● **WHAT NEEDS TO BE DONE**: Select every line of the records below that contains the word "blue", and copy each one out.

:: RECORDS SHOWN ::

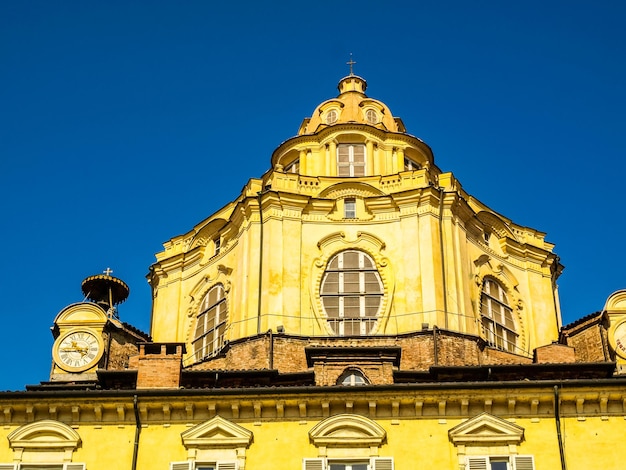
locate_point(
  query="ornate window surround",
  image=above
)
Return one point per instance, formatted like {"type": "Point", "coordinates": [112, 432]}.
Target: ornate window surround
{"type": "Point", "coordinates": [55, 439]}
{"type": "Point", "coordinates": [373, 246]}
{"type": "Point", "coordinates": [509, 283]}
{"type": "Point", "coordinates": [216, 440]}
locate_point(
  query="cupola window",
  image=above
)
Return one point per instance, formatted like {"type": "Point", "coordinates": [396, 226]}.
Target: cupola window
{"type": "Point", "coordinates": [351, 160]}
{"type": "Point", "coordinates": [349, 208]}
{"type": "Point", "coordinates": [211, 324]}
{"type": "Point", "coordinates": [293, 167]}
{"type": "Point", "coordinates": [410, 165]}
{"type": "Point", "coordinates": [331, 117]}
{"type": "Point", "coordinates": [371, 116]}
{"type": "Point", "coordinates": [351, 293]}
{"type": "Point", "coordinates": [497, 317]}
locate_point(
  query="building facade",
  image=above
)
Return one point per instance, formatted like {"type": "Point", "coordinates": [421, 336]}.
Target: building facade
{"type": "Point", "coordinates": [352, 309]}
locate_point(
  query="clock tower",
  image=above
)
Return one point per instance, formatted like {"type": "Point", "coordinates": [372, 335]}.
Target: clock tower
{"type": "Point", "coordinates": [615, 308]}
{"type": "Point", "coordinates": [83, 330]}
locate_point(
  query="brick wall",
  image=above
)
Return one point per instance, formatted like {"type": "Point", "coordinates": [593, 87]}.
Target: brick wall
{"type": "Point", "coordinates": [555, 353]}
{"type": "Point", "coordinates": [158, 365]}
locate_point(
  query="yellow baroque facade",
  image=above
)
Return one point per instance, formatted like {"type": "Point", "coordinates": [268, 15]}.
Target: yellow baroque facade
{"type": "Point", "coordinates": [352, 309]}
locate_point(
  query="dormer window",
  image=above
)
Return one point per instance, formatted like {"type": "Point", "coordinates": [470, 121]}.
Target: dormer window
{"type": "Point", "coordinates": [293, 167]}
{"type": "Point", "coordinates": [349, 208]}
{"type": "Point", "coordinates": [410, 165]}
{"type": "Point", "coordinates": [497, 317]}
{"type": "Point", "coordinates": [371, 117]}
{"type": "Point", "coordinates": [351, 293]}
{"type": "Point", "coordinates": [351, 160]}
{"type": "Point", "coordinates": [331, 117]}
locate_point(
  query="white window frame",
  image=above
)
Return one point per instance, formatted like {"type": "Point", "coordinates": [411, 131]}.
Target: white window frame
{"type": "Point", "coordinates": [368, 116]}
{"type": "Point", "coordinates": [349, 208]}
{"type": "Point", "coordinates": [514, 462]}
{"type": "Point", "coordinates": [216, 465]}
{"type": "Point", "coordinates": [293, 167]}
{"type": "Point", "coordinates": [373, 463]}
{"type": "Point", "coordinates": [410, 165]}
{"type": "Point", "coordinates": [332, 116]}
{"type": "Point", "coordinates": [494, 308]}
{"type": "Point", "coordinates": [365, 322]}
{"type": "Point", "coordinates": [210, 341]}
{"type": "Point", "coordinates": [42, 466]}
{"type": "Point", "coordinates": [351, 164]}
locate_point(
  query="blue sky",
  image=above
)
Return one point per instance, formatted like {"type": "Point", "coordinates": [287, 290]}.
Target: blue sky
{"type": "Point", "coordinates": [124, 123]}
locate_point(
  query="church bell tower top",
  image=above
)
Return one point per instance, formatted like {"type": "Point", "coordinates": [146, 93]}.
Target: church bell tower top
{"type": "Point", "coordinates": [352, 83]}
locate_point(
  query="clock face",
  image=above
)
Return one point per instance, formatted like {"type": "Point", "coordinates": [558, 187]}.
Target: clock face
{"type": "Point", "coordinates": [77, 350]}
{"type": "Point", "coordinates": [618, 339]}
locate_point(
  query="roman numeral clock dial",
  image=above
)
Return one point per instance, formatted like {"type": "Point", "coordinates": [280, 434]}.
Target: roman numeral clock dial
{"type": "Point", "coordinates": [77, 350]}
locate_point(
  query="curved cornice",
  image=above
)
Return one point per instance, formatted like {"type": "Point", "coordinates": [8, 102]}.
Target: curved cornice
{"type": "Point", "coordinates": [329, 132]}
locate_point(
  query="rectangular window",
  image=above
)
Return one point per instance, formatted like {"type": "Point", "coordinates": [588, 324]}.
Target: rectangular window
{"type": "Point", "coordinates": [189, 465]}
{"type": "Point", "coordinates": [516, 462]}
{"type": "Point", "coordinates": [351, 160]}
{"type": "Point", "coordinates": [375, 463]}
{"type": "Point", "coordinates": [349, 208]}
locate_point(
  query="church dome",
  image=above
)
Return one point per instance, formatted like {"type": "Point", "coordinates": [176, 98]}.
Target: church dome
{"type": "Point", "coordinates": [351, 106]}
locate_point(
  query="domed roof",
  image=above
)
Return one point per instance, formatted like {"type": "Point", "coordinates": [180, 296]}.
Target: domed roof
{"type": "Point", "coordinates": [351, 106]}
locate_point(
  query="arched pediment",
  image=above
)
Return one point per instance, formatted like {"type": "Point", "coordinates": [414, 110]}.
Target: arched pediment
{"type": "Point", "coordinates": [350, 188]}
{"type": "Point", "coordinates": [485, 429]}
{"type": "Point", "coordinates": [44, 435]}
{"type": "Point", "coordinates": [217, 432]}
{"type": "Point", "coordinates": [616, 302]}
{"type": "Point", "coordinates": [496, 224]}
{"type": "Point", "coordinates": [347, 430]}
{"type": "Point", "coordinates": [208, 232]}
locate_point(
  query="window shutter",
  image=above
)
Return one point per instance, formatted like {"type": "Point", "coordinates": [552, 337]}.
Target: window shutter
{"type": "Point", "coordinates": [476, 463]}
{"type": "Point", "coordinates": [227, 466]}
{"type": "Point", "coordinates": [181, 466]}
{"type": "Point", "coordinates": [524, 462]}
{"type": "Point", "coordinates": [313, 464]}
{"type": "Point", "coordinates": [382, 463]}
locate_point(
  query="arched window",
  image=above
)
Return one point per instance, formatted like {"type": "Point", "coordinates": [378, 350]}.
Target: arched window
{"type": "Point", "coordinates": [350, 160]}
{"type": "Point", "coordinates": [371, 116]}
{"type": "Point", "coordinates": [352, 377]}
{"type": "Point", "coordinates": [211, 323]}
{"type": "Point", "coordinates": [351, 293]}
{"type": "Point", "coordinates": [497, 317]}
{"type": "Point", "coordinates": [331, 117]}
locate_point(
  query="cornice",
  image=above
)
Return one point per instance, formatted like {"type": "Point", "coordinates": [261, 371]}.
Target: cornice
{"type": "Point", "coordinates": [580, 399]}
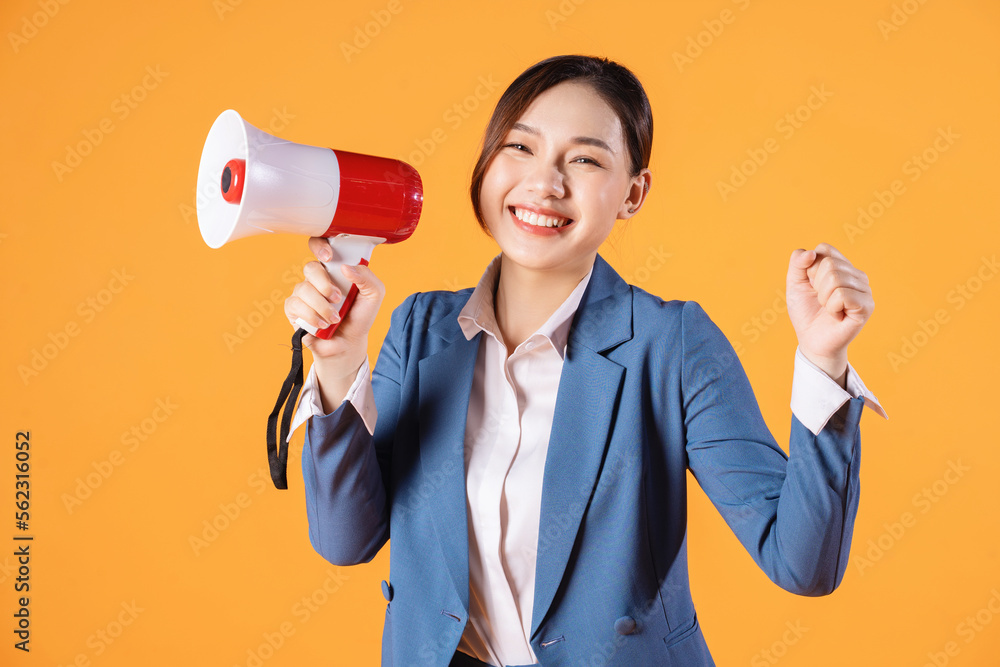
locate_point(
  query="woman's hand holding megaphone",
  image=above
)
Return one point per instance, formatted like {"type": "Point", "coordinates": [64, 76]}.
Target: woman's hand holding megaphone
{"type": "Point", "coordinates": [337, 359]}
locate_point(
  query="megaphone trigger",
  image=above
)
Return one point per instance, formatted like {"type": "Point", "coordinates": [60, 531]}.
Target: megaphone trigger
{"type": "Point", "coordinates": [347, 249]}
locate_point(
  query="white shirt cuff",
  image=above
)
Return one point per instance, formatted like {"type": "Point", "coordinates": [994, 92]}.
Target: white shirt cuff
{"type": "Point", "coordinates": [360, 395]}
{"type": "Point", "coordinates": [816, 396]}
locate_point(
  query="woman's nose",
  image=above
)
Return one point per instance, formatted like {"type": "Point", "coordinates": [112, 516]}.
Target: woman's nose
{"type": "Point", "coordinates": [547, 179]}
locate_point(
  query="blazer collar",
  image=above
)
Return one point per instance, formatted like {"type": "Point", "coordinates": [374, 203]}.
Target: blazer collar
{"type": "Point", "coordinates": [603, 319]}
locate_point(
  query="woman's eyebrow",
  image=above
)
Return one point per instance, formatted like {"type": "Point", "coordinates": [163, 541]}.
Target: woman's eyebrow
{"type": "Point", "coordinates": [589, 141]}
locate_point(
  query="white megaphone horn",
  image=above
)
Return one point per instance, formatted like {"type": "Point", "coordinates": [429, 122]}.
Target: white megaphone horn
{"type": "Point", "coordinates": [250, 182]}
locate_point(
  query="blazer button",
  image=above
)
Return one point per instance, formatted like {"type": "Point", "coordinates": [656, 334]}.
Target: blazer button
{"type": "Point", "coordinates": [625, 625]}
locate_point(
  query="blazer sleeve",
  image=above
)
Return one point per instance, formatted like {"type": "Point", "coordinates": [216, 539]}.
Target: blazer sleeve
{"type": "Point", "coordinates": [794, 514]}
{"type": "Point", "coordinates": [345, 469]}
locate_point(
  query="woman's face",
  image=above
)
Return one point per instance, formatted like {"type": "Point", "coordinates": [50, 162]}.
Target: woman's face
{"type": "Point", "coordinates": [553, 192]}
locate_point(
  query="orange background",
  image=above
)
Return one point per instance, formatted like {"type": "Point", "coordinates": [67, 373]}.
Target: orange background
{"type": "Point", "coordinates": [76, 79]}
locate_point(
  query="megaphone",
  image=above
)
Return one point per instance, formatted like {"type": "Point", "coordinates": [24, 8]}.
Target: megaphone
{"type": "Point", "coordinates": [250, 182]}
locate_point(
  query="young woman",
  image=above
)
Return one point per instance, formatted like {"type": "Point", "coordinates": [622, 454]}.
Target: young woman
{"type": "Point", "coordinates": [524, 443]}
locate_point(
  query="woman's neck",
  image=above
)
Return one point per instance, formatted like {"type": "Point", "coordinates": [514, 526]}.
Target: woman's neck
{"type": "Point", "coordinates": [525, 299]}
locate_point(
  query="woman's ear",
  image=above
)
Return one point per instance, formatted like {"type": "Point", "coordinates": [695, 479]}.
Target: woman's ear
{"type": "Point", "coordinates": [638, 189]}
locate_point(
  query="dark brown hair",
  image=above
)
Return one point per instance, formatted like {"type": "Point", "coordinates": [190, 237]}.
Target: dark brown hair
{"type": "Point", "coordinates": [615, 84]}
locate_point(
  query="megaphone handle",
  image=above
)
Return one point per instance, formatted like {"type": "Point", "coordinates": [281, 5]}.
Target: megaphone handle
{"type": "Point", "coordinates": [347, 249]}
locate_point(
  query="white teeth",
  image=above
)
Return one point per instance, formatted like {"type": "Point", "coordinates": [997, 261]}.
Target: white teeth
{"type": "Point", "coordinates": [533, 218]}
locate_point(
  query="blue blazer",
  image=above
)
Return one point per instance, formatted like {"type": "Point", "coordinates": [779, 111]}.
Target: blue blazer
{"type": "Point", "coordinates": [649, 389]}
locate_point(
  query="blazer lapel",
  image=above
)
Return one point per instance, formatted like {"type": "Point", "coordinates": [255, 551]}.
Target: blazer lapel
{"type": "Point", "coordinates": [445, 383]}
{"type": "Point", "coordinates": [589, 392]}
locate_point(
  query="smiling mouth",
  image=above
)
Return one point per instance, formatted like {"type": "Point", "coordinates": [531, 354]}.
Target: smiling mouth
{"type": "Point", "coordinates": [537, 220]}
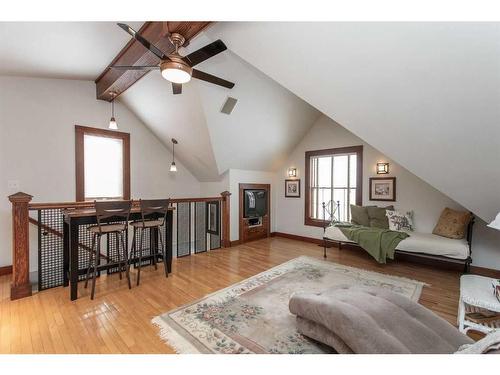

:::

● **RESPONSE**:
  query="blue sky",
Target: blue sky
  query="blue blazer",
Target: blue blazer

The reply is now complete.